— Start DATA ENTRIES —
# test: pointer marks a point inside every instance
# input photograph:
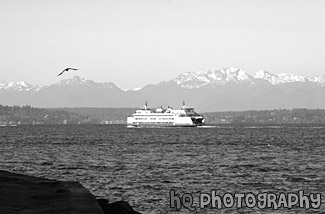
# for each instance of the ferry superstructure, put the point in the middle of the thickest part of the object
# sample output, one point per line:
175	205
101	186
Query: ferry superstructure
184	117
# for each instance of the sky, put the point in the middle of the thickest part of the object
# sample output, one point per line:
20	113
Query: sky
133	43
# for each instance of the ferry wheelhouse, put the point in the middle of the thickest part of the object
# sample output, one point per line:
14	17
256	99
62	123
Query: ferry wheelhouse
184	117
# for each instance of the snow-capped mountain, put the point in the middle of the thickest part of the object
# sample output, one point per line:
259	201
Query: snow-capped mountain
222	89
237	76
19	86
214	77
280	78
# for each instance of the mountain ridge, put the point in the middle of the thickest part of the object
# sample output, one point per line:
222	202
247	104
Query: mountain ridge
212	90
192	79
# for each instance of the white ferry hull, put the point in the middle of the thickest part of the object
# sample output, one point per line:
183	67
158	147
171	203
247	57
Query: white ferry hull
185	117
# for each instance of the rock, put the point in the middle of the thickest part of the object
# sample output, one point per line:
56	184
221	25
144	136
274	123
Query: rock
119	207
33	195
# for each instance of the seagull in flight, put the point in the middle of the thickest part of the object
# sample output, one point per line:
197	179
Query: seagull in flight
67	69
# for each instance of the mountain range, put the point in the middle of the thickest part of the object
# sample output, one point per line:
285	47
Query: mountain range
225	89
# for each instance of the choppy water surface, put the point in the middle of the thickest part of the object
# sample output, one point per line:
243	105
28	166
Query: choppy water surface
143	165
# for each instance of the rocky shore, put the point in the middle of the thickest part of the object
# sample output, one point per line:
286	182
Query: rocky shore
28	194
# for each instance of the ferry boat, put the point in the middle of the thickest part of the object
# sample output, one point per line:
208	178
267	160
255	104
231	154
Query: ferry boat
184	117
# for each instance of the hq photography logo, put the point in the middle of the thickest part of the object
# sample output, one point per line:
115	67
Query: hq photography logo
264	200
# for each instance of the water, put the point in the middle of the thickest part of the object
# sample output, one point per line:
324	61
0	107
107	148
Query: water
141	166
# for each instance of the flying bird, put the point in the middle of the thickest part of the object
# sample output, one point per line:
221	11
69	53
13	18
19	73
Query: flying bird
67	69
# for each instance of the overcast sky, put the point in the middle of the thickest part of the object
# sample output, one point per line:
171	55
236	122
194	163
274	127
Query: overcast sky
136	42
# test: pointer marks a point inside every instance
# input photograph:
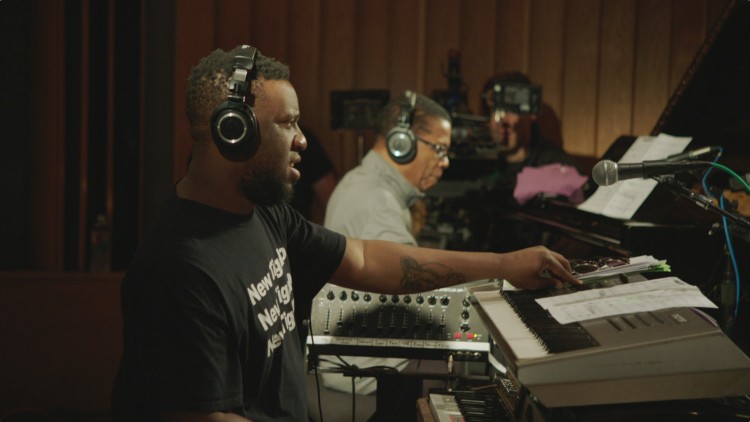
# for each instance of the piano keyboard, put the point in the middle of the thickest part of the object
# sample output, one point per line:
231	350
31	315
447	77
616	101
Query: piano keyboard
676	353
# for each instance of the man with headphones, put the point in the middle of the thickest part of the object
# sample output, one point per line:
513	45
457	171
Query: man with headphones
375	199
208	302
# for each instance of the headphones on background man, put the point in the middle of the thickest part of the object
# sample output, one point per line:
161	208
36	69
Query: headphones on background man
400	140
234	127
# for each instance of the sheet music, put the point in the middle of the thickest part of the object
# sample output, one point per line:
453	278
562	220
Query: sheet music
644	296
621	200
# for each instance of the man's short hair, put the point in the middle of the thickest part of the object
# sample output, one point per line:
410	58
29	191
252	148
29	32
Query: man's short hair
424	107
207	83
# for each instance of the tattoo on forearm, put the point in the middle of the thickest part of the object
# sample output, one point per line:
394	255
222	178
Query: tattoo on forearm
428	276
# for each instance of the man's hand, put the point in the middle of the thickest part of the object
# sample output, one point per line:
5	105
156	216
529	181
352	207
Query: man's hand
536	268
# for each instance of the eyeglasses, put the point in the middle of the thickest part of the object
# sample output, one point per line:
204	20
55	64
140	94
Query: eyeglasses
440	150
585	266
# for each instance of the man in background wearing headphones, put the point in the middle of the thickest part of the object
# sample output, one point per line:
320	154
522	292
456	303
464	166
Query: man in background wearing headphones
208	303
375	199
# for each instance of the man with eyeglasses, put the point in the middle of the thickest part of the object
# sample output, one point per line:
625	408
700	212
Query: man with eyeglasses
375	199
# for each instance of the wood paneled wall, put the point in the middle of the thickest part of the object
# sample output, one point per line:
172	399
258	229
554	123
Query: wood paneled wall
— End DATA ENTRIES —
→ **SHORT EXERCISE**:
Rewrite every line of the material from the line containing "# for each instance of the man with eyeglasses, put" through the end of the material, including the requests. Multiply each answer point coordinate by 1.1 and round to whole numbers, with halves rounding up, but leave the numbers in the requests and their sample outputs as they are.

→ **THE OUTPUT**:
# for each instance of the man with eyeglasses, put the point in the middle of the thickest part of the object
# sample output, one point per line:
625	408
700	212
Query: man with eyeglasses
413	219
# for each instance of the wood paneled wall, put the point in the middle of the thickest part of the object
# sample output, one point per line:
172	399
258	229
554	123
Query: wood paneled wall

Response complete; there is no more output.